**Aim of the task:** Please print the data shown below without any alteration.

[Exercise input Boundary: Start]

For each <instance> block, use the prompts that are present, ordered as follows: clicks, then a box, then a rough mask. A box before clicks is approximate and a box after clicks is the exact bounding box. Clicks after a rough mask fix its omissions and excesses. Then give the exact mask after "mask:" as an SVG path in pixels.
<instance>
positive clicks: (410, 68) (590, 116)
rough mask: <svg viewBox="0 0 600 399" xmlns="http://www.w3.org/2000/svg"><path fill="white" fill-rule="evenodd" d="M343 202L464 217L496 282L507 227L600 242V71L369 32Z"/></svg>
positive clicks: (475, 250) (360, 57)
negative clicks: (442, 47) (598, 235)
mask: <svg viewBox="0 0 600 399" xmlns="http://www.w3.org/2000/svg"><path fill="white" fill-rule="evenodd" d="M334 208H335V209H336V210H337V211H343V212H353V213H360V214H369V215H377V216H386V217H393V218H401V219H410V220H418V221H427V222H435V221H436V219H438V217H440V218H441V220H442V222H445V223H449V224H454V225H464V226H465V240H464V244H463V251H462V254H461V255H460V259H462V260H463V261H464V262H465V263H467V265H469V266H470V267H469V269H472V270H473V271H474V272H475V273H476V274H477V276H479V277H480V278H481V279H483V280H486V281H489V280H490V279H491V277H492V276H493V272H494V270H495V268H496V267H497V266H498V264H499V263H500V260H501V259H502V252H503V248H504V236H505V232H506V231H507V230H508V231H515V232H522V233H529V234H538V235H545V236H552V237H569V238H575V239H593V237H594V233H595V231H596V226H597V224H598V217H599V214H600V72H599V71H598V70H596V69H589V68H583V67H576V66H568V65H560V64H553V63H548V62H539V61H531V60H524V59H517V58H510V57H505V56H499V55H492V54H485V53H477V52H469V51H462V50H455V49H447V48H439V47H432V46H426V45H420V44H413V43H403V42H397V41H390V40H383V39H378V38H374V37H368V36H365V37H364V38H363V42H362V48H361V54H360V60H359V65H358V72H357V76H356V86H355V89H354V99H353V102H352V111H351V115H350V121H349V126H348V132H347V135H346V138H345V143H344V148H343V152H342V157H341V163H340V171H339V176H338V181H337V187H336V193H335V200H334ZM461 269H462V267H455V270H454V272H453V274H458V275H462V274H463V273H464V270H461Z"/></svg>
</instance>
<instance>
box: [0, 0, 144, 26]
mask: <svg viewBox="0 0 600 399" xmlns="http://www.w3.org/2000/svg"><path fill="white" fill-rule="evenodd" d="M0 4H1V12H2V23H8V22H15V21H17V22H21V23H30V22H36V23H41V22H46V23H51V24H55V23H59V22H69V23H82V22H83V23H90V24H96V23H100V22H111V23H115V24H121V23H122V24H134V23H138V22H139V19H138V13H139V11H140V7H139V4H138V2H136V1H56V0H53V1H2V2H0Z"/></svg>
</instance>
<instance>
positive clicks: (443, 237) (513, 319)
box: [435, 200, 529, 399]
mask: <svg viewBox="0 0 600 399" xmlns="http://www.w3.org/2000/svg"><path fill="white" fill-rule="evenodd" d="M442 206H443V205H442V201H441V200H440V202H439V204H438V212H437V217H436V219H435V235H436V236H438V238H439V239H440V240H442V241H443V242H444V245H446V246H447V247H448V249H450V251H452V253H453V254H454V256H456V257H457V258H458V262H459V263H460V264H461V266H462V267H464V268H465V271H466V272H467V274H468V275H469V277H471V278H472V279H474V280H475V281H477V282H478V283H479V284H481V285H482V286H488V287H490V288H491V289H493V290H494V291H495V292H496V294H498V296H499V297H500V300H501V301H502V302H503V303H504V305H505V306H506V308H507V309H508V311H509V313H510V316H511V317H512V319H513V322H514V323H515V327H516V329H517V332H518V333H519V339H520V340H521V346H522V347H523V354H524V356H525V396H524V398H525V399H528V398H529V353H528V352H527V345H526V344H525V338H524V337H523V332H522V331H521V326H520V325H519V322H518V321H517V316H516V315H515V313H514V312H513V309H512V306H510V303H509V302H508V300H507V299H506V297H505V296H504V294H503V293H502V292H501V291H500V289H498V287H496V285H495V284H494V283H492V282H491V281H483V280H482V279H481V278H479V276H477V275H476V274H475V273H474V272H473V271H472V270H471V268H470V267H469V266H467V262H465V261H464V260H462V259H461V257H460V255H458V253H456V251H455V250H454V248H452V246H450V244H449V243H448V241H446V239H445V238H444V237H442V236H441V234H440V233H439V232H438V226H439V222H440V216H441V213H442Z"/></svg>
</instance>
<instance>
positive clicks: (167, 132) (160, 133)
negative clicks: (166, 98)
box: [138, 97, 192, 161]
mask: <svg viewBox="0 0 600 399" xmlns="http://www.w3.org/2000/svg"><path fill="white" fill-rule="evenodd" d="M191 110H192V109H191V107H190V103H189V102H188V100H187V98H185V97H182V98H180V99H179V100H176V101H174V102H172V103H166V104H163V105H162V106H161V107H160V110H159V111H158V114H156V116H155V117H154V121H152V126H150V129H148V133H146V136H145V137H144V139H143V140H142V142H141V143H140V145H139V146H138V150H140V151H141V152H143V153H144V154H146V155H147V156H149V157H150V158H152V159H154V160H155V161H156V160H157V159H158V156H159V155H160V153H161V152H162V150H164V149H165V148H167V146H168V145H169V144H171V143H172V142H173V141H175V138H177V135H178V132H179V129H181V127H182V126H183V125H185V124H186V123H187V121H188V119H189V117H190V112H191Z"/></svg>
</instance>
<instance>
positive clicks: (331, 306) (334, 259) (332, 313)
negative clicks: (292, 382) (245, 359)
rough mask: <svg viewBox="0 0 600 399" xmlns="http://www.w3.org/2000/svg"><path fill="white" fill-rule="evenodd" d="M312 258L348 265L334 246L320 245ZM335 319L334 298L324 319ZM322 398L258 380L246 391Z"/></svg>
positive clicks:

[Exercise input Boundary: End]

**Completed exercise:**
For each <instance> block, use the prompts that are present, ordered as follows: clicks, then a box, then a rough mask. A box before clicks is approximate and a box after clicks is the exact bounding box. Clicks after a rough mask fix its omissions and excesses. Then give the exact mask after "mask:" as an SVG path in pixels.
<instance>
positive clicks: (410, 68) (590, 116)
rough mask: <svg viewBox="0 0 600 399" xmlns="http://www.w3.org/2000/svg"><path fill="white" fill-rule="evenodd" d="M343 202L464 217L496 282L507 227L600 242V71L369 32Z"/></svg>
positive clicks: (475, 250) (360, 57)
negative clicks: (442, 47) (598, 235)
mask: <svg viewBox="0 0 600 399" xmlns="http://www.w3.org/2000/svg"><path fill="white" fill-rule="evenodd" d="M334 208H335V209H336V210H337V211H343V212H353V213H360V214H369V215H377V216H386V217H393V218H401V219H410V220H418V221H427V222H435V221H436V219H438V217H440V218H441V220H442V222H445V223H449V224H454V225H464V226H465V240H464V244H463V251H462V254H461V255H460V259H462V260H463V261H464V262H465V263H467V265H469V266H470V267H469V269H472V270H473V271H474V272H475V273H476V274H477V276H479V277H480V278H481V279H483V280H486V281H489V280H490V279H491V277H492V276H493V272H494V270H495V268H496V267H497V266H498V264H499V263H500V260H501V259H502V252H503V248H504V236H505V232H506V231H507V230H508V231H515V232H522V233H529V234H538V235H545V236H552V237H569V238H575V239H593V237H594V233H595V231H596V226H597V224H598V217H599V214H600V72H599V71H598V70H596V69H589V68H583V67H576V66H568V65H560V64H553V63H548V62H539V61H531V60H524V59H517V58H510V57H505V56H499V55H492V54H485V53H477V52H469V51H462V50H455V49H447V48H439V47H432V46H426V45H420V44H413V43H403V42H397V41H390V40H383V39H378V38H374V37H368V36H365V37H364V38H363V42H362V48H361V54H360V60H359V65H358V72H357V76H356V86H355V89H354V99H353V102H352V111H351V115H350V121H349V126H348V132H347V135H346V138H345V143H344V148H343V152H342V157H341V163H340V171H339V176H338V181H337V187H336V193H335V200H334ZM461 269H462V267H455V270H454V272H453V274H458V275H462V274H463V273H464V270H461Z"/></svg>
</instance>
<instance>
box: [0, 0, 144, 26]
mask: <svg viewBox="0 0 600 399" xmlns="http://www.w3.org/2000/svg"><path fill="white" fill-rule="evenodd" d="M0 4H1V12H2V23H8V22H15V21H17V22H21V23H30V22H36V23H41V22H46V23H51V24H55V23H59V22H69V23H82V22H83V23H90V24H96V23H100V22H111V23H115V24H121V23H122V24H134V23H138V22H139V19H138V13H139V11H140V7H139V4H138V2H136V1H56V0H53V1H2V2H0Z"/></svg>
</instance>
<instance>
positive clicks: (443, 237) (513, 319)
box: [435, 200, 529, 399]
mask: <svg viewBox="0 0 600 399" xmlns="http://www.w3.org/2000/svg"><path fill="white" fill-rule="evenodd" d="M442 206H443V205H442V201H441V200H440V202H439V204H438V212H437V217H436V219H435V235H436V236H438V238H439V239H440V240H442V241H443V242H444V245H446V246H447V247H448V249H450V251H452V253H453V254H454V256H456V257H457V258H458V262H459V263H460V264H461V266H462V267H464V268H465V271H466V272H467V274H468V275H469V277H471V278H472V279H474V280H475V281H477V282H478V283H479V284H481V285H482V286H488V287H490V288H491V289H493V290H494V291H495V292H496V294H498V296H499V297H500V300H501V301H502V302H503V303H504V305H505V306H506V308H507V309H508V311H509V313H510V316H511V317H512V319H513V322H514V323H515V327H516V329H517V332H518V333H519V339H520V340H521V346H522V347H523V354H524V356H525V396H524V398H525V399H528V398H529V353H528V352H527V345H526V344H525V338H524V337H523V332H522V331H521V326H520V325H519V322H518V321H517V316H516V315H515V313H514V312H513V309H512V306H510V303H509V302H508V300H507V299H506V297H505V296H504V294H503V293H502V292H501V291H500V289H498V287H496V285H495V284H494V283H492V282H491V281H483V280H482V279H481V278H479V276H477V275H476V274H475V273H474V272H473V271H472V270H471V268H470V267H469V266H467V262H465V261H464V260H462V259H461V257H460V255H458V253H456V251H455V250H454V248H452V246H450V244H449V243H448V241H446V239H445V238H444V237H442V236H441V234H440V233H439V232H438V226H439V222H440V216H441V213H442Z"/></svg>
</instance>
<instance>
positive clicks: (167, 132) (160, 133)
negative clicks: (166, 98)
box: [138, 97, 192, 161]
mask: <svg viewBox="0 0 600 399" xmlns="http://www.w3.org/2000/svg"><path fill="white" fill-rule="evenodd" d="M191 110H192V109H191V107H190V103H189V102H188V100H187V98H185V97H182V98H180V99H179V100H176V101H174V102H172V103H166V104H163V105H162V106H161V107H160V110H159V111H158V114H156V116H155V117H154V121H152V126H150V129H148V133H146V136H145V137H144V139H143V140H142V142H141V143H140V145H139V146H138V150H140V151H141V152H143V153H144V154H146V155H147V156H149V157H150V158H152V159H154V160H155V161H156V160H157V159H158V156H159V155H160V153H161V152H162V150H164V149H165V148H167V146H168V145H169V144H171V143H172V142H173V141H175V138H177V135H178V132H179V129H181V127H182V126H183V125H185V124H186V123H187V121H188V119H189V117H190V112H191Z"/></svg>
</instance>
<instance>
positive clicks: (331, 306) (334, 259) (332, 313)
negative clicks: (292, 382) (245, 359)
rough mask: <svg viewBox="0 0 600 399" xmlns="http://www.w3.org/2000/svg"><path fill="white" fill-rule="evenodd" d="M312 258L348 265L334 246L320 245ZM335 319L334 298L324 319ZM322 398L258 380L246 391Z"/></svg>
positive clicks:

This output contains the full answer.